**What is asked:**
Convert the items below into a Markdown table with the columns "Row" and "Item line," one row per line and blank lines skipped. Leave the pictures out of the table.

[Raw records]
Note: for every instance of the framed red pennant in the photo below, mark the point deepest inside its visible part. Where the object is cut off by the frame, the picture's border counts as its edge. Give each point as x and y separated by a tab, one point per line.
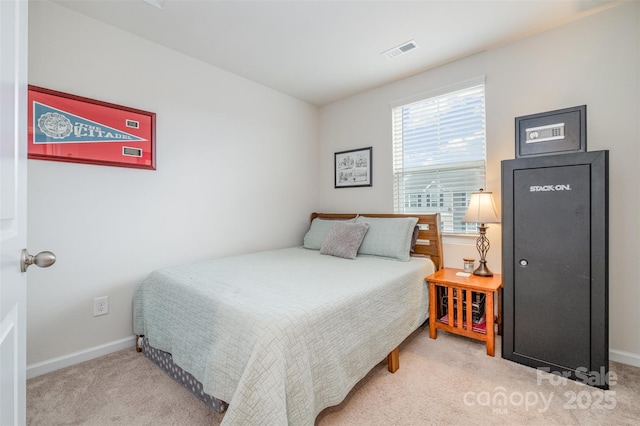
64	127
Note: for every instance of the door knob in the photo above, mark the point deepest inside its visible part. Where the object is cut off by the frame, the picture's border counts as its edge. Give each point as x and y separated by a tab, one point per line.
43	259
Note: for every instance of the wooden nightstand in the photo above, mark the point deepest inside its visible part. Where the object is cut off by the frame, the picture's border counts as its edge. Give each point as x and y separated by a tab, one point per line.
447	280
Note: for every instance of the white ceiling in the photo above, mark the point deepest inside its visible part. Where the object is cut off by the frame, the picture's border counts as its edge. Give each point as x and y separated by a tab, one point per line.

**Exercise solution:**
| Row | Item line |
|---|---|
| 1 | Note: for every instance of the framed red pennant in the photo below, mark the point deepest inside its visible part. Where the object is cut off by the frame, the picture's border counts as its edge. Give each point as x and y separated by a tab, one point per line. |
| 2 | 64	127 |
| 3 | Note: for every instance of the door knob in the photo above, mark the point deepest inside its visible part. Where the object is cut off by the frame, the picture's border counts as its edge. Give each point as x and y separated by a tab, one point per line. |
| 4 | 43	259 |
| 5 | Note: for every instance of the wooden nightstand in the photo above, mark the point deepest inside its visible part. Where the object is cut off by the frame, the picture's border counts as its edge. Give each point as x and y separated by a tab, one point per line. |
| 6 | 447	280 |
| 7 | Note: for every instance of the white ceiling in the photo above, mark the point deepest inside its visible part. Where the object is cut off by the frame, the picture's border counts as its edge. Give each point as x and y separated by a tab, one point per line. |